Point labeling lines:
--- START ---
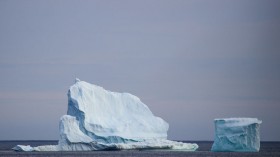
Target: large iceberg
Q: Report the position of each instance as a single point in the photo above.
(98, 119)
(237, 134)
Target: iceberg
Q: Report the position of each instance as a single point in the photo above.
(98, 119)
(237, 135)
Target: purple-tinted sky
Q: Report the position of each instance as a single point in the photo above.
(189, 61)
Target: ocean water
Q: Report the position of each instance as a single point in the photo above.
(268, 149)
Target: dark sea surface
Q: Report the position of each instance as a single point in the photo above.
(268, 149)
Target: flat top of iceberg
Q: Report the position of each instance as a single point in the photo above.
(240, 121)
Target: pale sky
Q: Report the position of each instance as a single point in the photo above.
(190, 61)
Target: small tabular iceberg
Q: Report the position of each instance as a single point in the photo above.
--- END ---
Copy out everything from the line containing "Target: purple-tinted sky" down to the last of the lines above, keeping each line whole but raising every point coordinate by 85.

# [Response]
Target: purple-tinted sky
Q: Report the position of each instance as a single point in the photo above.
(274, 146)
Target: ocean water
Q: Report the position of each instance as a single point in the photo above.
(353, 234)
Target: dark sea surface
Q: Report the position of each instance as a single point in the photo above.
(353, 234)
Target: flat top of iceberg
Q: Report the position of each instance as a single point in the photo above.
(325, 206)
Target: pale sky
Q: Report the position of each instance as a single point in the photo above.
(275, 146)
Target: small tabular iceberg
Q: Report the position of each instance as a single point in the photo above.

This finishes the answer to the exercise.